* RECORDS PROVIDED:
-=-=-=-=-

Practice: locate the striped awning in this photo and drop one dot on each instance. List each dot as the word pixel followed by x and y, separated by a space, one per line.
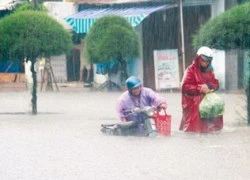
pixel 83 20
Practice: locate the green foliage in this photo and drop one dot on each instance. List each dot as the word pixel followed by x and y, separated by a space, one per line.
pixel 29 34
pixel 111 38
pixel 230 30
pixel 30 6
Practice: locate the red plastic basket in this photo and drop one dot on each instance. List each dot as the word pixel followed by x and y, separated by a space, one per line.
pixel 163 123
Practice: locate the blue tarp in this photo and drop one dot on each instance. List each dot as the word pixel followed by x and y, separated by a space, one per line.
pixel 83 20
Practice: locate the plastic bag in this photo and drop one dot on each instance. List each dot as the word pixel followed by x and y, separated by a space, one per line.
pixel 163 123
pixel 211 106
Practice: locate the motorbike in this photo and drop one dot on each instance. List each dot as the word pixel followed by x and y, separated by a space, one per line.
pixel 133 128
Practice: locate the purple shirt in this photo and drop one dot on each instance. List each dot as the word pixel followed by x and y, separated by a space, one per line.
pixel 127 101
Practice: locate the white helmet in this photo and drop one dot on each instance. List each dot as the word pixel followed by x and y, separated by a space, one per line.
pixel 205 51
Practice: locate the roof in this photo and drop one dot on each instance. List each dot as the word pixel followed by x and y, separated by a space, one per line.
pixel 83 20
pixel 109 1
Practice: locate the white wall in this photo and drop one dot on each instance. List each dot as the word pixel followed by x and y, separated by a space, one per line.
pixel 60 10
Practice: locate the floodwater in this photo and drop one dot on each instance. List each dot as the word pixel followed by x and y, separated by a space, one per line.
pixel 63 142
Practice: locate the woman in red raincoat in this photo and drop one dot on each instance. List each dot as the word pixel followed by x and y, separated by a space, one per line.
pixel 198 80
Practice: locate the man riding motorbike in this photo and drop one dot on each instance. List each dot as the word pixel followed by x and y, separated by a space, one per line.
pixel 137 96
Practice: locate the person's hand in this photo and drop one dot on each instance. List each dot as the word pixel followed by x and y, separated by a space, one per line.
pixel 204 89
pixel 163 106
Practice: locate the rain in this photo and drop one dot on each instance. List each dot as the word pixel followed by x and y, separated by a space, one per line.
pixel 63 140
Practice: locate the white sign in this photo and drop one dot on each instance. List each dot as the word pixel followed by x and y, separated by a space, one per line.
pixel 166 69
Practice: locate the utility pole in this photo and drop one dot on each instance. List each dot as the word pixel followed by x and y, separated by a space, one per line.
pixel 182 36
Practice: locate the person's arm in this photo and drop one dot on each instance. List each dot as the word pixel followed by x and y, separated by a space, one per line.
pixel 119 110
pixel 189 85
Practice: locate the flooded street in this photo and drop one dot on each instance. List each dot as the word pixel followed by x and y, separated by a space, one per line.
pixel 64 142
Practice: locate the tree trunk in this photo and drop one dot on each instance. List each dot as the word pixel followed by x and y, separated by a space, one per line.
pixel 34 89
pixel 124 74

-=-=-=-=-

* EXERCISE AIM: Convert all the entries above into a two-column CSV with the columns instruction and points, one row per entry. Put each entry's text in instruction and its answer in points, each as one quoted field with line breaks replaced by spaces, and leave the pictures out.

* EXPECTED ANSWER:
instruction,points
"Practice: locate the striped awning in this photo and drop one dot on each instance. List each dot as the word pixel followed by x and y, separated by a space, one per line.","pixel 83 20"
"Practice: locate the green foliage in this photo and drop one dot on each instance. List each dot as the word pixel followed by x and y, separated by a space, one per line.","pixel 29 34 pixel 111 38 pixel 230 30 pixel 30 6"
"Practice: locate the red plastic basket in this photo and drop one dot on each instance. List each dot as the word pixel followed by x and y, separated by a space, one per line.","pixel 163 123"
"Practice: locate the blue tarp in this photo and drop one dot on each instance. List each dot as the word pixel followed by x and y, separated by a space, one per line.","pixel 83 20"
"Practice: locate the plastic bag in this photo and drop one dot on each instance. List each dot as the word pixel followed by x and y, separated by a space, one per line.","pixel 163 123 pixel 211 106"
"Practice: locate the motorbike in this photo and drop one dot on each instance. List each dot as the word pixel followed by x and y, separated by a space, one per line.","pixel 133 128"
"Practice: locate the purple shirt in this photo and drop one dot on each instance. List each dot as the word pixel followed by x and y, separated by a space, one per line.","pixel 127 101"
"Practice: locate the white helmet in this photo and drop one dot on each instance. List each dot as the word pixel followed by x and y, separated by a space, one per line.","pixel 205 51"
"Practice: locate the roof in this photo and drop one dot on each instance. List each dot as the word pixel followed by x and y, separated by a space, one per line.","pixel 83 20 pixel 109 1"
"Practice: locate the white wall in this photo and drop one dot on each instance. List each dot as the word pixel followed by x and y, separated by a space, one per line.","pixel 60 10"
"Practice: locate the floodwater in this photo and drop one dot on each instance. List each dot as the word pixel followed by x and y, separated by a space, one per line.","pixel 63 142"
"Practice: locate the woman in red raincoat in this photo and drop one dot on each instance. List each dot as the word pixel followed by x and y, separated by a space, one per line.","pixel 198 80"
"Practice: locate the man riding motorbike in this photo and drop one dot on each instance. List each dot as the word pixel followed by x and y, separated by a space, one per line.","pixel 137 96"
"Practice: locate the person's hand in this photo and drop one dot on each instance. List each dot as the word pixel followed by x and y, separated by a space, one per line.","pixel 204 89 pixel 163 106"
"Practice: locate the rain in this photo and drop one dot on each instance. List each dot as the word pixel followed by x and y, separated by a space, one per line.","pixel 63 140"
"Practice: locate the white sign in this photo and drop one dot on each instance. List each dot as the word pixel followed by x and y, separated by a space, one per line.","pixel 166 69"
"Practice: locate the utility pole in this photo and drop one dot on each instance. List each dot as the word pixel followed by x and y, separated by a space, one per line.","pixel 182 36"
"Practice: locate the person's arm in this photo and drop one dot on each instance. List each dot as the word pixel followed by x and y, separated by a space, one per line.","pixel 119 110 pixel 189 85"
"Practice: locate the flooded street in this photo and drop one dot on each instance. List each dot as the word pixel followed by x and y, separated by a space, one per line.","pixel 64 142"
"Practice: locate the tree trunk in this photo and drop one dot on each instance. List each dot as the word pixel followed by x and y, separated by a space, one per line.","pixel 34 89 pixel 124 74"